-- Opening Marker --

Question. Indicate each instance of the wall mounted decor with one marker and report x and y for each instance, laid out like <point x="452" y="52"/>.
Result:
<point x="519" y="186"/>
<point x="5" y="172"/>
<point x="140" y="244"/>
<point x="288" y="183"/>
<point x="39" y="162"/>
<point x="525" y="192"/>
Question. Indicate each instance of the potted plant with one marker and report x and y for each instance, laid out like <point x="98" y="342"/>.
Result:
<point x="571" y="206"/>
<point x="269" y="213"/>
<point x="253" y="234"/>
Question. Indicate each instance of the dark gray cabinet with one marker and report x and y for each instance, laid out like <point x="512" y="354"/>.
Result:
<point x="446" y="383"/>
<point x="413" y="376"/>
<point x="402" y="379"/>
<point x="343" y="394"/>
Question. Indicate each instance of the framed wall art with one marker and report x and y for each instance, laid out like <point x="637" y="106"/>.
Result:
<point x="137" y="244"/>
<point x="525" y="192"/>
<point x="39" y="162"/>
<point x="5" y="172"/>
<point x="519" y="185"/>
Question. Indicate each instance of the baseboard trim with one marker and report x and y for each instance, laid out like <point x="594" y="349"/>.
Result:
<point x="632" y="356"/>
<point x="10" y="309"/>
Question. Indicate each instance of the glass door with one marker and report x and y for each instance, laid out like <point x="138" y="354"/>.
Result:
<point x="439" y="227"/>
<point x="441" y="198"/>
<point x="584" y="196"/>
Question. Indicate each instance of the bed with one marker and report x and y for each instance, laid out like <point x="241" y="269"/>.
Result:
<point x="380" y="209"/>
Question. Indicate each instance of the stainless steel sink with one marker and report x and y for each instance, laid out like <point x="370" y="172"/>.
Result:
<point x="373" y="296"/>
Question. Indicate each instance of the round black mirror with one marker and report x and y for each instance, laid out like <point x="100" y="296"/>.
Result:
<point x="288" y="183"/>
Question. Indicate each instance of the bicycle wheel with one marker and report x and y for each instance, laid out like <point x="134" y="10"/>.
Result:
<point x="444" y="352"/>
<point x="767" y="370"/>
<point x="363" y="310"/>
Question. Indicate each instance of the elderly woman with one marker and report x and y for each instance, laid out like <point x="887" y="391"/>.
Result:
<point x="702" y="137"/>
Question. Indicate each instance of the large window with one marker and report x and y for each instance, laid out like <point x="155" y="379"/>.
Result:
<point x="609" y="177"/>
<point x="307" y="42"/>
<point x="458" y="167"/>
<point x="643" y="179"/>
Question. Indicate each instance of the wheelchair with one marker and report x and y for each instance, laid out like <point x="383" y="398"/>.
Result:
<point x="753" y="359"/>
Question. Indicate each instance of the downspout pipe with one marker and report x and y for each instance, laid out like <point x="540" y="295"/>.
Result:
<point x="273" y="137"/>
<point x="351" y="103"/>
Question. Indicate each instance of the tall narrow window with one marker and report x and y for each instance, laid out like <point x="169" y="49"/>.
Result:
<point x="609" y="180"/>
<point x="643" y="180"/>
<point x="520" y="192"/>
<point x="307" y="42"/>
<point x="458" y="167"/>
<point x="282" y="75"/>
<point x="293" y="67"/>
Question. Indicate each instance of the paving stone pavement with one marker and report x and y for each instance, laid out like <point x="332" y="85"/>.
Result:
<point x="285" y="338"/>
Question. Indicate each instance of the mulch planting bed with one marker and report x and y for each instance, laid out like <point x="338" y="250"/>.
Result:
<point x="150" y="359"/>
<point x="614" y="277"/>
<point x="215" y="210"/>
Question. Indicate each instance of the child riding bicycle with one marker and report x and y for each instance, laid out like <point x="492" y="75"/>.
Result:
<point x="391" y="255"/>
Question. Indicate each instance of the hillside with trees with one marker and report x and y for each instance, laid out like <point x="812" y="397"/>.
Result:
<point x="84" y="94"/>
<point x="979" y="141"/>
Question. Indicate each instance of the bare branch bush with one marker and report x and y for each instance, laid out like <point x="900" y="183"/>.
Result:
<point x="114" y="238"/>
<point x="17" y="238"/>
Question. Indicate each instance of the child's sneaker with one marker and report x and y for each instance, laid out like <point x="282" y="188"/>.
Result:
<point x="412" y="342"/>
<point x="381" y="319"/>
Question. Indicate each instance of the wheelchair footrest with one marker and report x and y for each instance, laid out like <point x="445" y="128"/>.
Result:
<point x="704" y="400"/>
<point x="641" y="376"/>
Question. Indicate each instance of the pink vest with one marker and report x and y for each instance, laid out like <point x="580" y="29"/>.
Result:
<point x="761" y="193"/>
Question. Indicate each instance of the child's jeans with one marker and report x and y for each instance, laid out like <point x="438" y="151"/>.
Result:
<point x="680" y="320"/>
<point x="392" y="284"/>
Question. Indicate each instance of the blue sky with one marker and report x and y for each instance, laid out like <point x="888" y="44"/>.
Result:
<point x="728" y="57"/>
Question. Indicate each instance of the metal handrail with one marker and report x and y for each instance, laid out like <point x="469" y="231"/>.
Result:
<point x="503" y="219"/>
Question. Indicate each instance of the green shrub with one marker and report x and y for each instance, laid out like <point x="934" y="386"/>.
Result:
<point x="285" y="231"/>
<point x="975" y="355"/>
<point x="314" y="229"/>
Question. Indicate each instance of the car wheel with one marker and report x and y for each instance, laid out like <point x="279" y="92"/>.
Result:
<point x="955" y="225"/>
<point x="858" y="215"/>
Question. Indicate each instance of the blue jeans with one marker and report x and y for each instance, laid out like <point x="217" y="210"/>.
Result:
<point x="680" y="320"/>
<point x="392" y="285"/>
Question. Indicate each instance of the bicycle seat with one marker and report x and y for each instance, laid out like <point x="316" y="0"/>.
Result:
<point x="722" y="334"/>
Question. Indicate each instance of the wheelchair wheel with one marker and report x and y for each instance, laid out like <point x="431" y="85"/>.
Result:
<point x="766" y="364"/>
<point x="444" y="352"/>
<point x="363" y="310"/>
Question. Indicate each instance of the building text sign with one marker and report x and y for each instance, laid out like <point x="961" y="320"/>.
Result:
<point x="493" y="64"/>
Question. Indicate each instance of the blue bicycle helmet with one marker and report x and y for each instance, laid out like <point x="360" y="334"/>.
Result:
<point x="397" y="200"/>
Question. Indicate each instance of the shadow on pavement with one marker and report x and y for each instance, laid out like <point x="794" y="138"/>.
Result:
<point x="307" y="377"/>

-- Closing Marker --

**WHAT IS NEEDED**.
Could you reproduce every record exactly as written?

**PROBLEM SOLUTION**.
Question. Indicate each instance of the wall mounted decor with one marker and report x and y for each instance, laid out like <point x="452" y="52"/>.
Result:
<point x="519" y="186"/>
<point x="5" y="172"/>
<point x="140" y="244"/>
<point x="288" y="183"/>
<point x="39" y="162"/>
<point x="525" y="192"/>
Question. Indicate each instance of the potted plant with one marker and report x and y for each instance, laid out like <point x="98" y="342"/>.
Result:
<point x="571" y="206"/>
<point x="269" y="213"/>
<point x="253" y="234"/>
Question. Indicate each instance of the dark gray cabinet with one marker and report x and y for each instance, laid out like <point x="512" y="354"/>.
Result:
<point x="446" y="383"/>
<point x="413" y="376"/>
<point x="402" y="379"/>
<point x="343" y="394"/>
Question. Indicate each instance of the framed wall art with one marker and report x and y for each instance, laid out like <point x="637" y="106"/>.
Result:
<point x="137" y="244"/>
<point x="525" y="192"/>
<point x="39" y="162"/>
<point x="5" y="172"/>
<point x="519" y="185"/>
Question. Indicate each instance of the baseboard trim with one marker and report x and y for each instance, laid out like <point x="594" y="349"/>.
Result:
<point x="632" y="356"/>
<point x="10" y="309"/>
Question. Indicate each instance of the glass door with one marker and report x and y for each instance, laid out like <point x="138" y="354"/>.
Result:
<point x="439" y="227"/>
<point x="441" y="198"/>
<point x="584" y="196"/>
Question. Indicate each instance of the bed with one marker and report x and y for each instance, laid out like <point x="241" y="269"/>.
Result:
<point x="380" y="209"/>
Question. Indicate each instance of the stainless steel sink with one marker and report x and y for each instance, laid out like <point x="370" y="172"/>.
Result:
<point x="373" y="296"/>
Question. Indicate each instance of the round black mirror with one marker and report x and y for each instance, laid out like <point x="100" y="296"/>.
Result:
<point x="288" y="183"/>
Question. Indicate each instance of the bicycle wheel with one marker and report x and y for each instance, laid out like <point x="134" y="10"/>.
Result:
<point x="444" y="352"/>
<point x="767" y="370"/>
<point x="363" y="310"/>
Question. Indicate each instance of the elderly woman with one marker and report x and y for each instance, laid out like <point x="887" y="391"/>.
Result:
<point x="702" y="137"/>
Question. Indicate each instance of the large window with one marker and report x and y for each instance, laid out like <point x="155" y="379"/>.
Result:
<point x="609" y="177"/>
<point x="307" y="42"/>
<point x="458" y="167"/>
<point x="643" y="179"/>
Question. Indicate each instance of the wheelchair with one marker and report x and y for each instance, laid out like <point x="383" y="398"/>.
Result:
<point x="753" y="359"/>
Question. Indicate each instance of the downspout pipe with one marker and report x and y for each instance, laid out like <point x="540" y="295"/>.
Result:
<point x="273" y="137"/>
<point x="351" y="103"/>
Question. Indicate each instance of the tall narrow window with one marker and report x and y for each instance, laid out like <point x="169" y="49"/>.
Result:
<point x="609" y="180"/>
<point x="643" y="180"/>
<point x="520" y="192"/>
<point x="307" y="42"/>
<point x="458" y="167"/>
<point x="282" y="75"/>
<point x="293" y="67"/>
Question. Indicate each instance of the paving stone pavement with one marker and report x and y for each instance, laid out like <point x="332" y="85"/>.
Result:
<point x="285" y="338"/>
Question. Indicate each instance of the mulch planting bed with one marker and report x and y for each instance, laid out like <point x="338" y="250"/>.
Result:
<point x="150" y="359"/>
<point x="614" y="277"/>
<point x="215" y="210"/>
Question. Indicate each instance of the child riding bicycle with one marker and report x and y for each instance, laid out like <point x="492" y="75"/>.
Result:
<point x="391" y="255"/>
Question. Indicate each instance of the hillside with trees with one marker and report x and y for each instance, laid out like <point x="812" y="397"/>.
Result:
<point x="84" y="94"/>
<point x="979" y="141"/>
Question. Indicate each instance of the bare branch bush with one marker and report x and y for each instance, laid out like <point x="900" y="183"/>.
Result:
<point x="114" y="238"/>
<point x="17" y="238"/>
Question. Indicate each instance of the child's sneaker with one marker and report x and y for each instance, laid out like <point x="282" y="188"/>.
Result:
<point x="412" y="342"/>
<point x="381" y="319"/>
Question. Indicate each instance of the wheelchair footrest with one marker and report x and y for each instance, laid out like <point x="445" y="128"/>.
Result:
<point x="704" y="400"/>
<point x="641" y="376"/>
Question. Indicate each instance of the pink vest with one marker and report x and y for each instance, laid out like <point x="580" y="29"/>.
Result:
<point x="761" y="193"/>
Question. Indicate each instance of the child's jeans with one marker and report x and y for each instance, laid out like <point x="438" y="151"/>.
Result:
<point x="680" y="320"/>
<point x="392" y="284"/>
Question. Indicate each instance of the blue sky with one marker and report x and y for each instance, laid out like <point x="888" y="44"/>.
Result:
<point x="728" y="57"/>
Question. Indicate each instance of the metal handrail with one marker and report x and y for each instance, laid out like <point x="469" y="231"/>.
Result:
<point x="503" y="219"/>
Question. Indicate each instance of the green shrub with one marker and report x and y for each instance, laid out like <point x="934" y="386"/>.
Result:
<point x="285" y="231"/>
<point x="975" y="355"/>
<point x="314" y="229"/>
Question. Indicate each instance of the car wheel with one marker and report x and y for each instance, laid out like <point x="279" y="92"/>.
Result:
<point x="955" y="225"/>
<point x="858" y="215"/>
Question. Indicate each instance of the blue jeans with one marker and report x and y for each instance, laid out like <point x="217" y="210"/>.
Result:
<point x="680" y="320"/>
<point x="392" y="285"/>
Question. Indicate each instance of the bicycle seat with one marker and report x and y for each instance, laid out like <point x="316" y="0"/>.
Result:
<point x="722" y="334"/>
Question. Indicate each instance of the wheelchair wheel with one marker and report x and y for each instance, laid out like <point x="431" y="85"/>.
Result:
<point x="766" y="364"/>
<point x="444" y="352"/>
<point x="363" y="310"/>
Question. Indicate each instance of the building text sign with one marker and report x and y for each instance, laid out like <point x="961" y="320"/>.
Result:
<point x="493" y="64"/>
Question. Indicate each instance of the blue bicycle helmet with one marker and report x and y for each instance, laid out like <point x="360" y="334"/>.
Result:
<point x="397" y="200"/>
Question. Indicate each instance of the shadow on pavement with one marker and report x and y for each instance, laid out like <point x="794" y="138"/>.
Result:
<point x="307" y="377"/>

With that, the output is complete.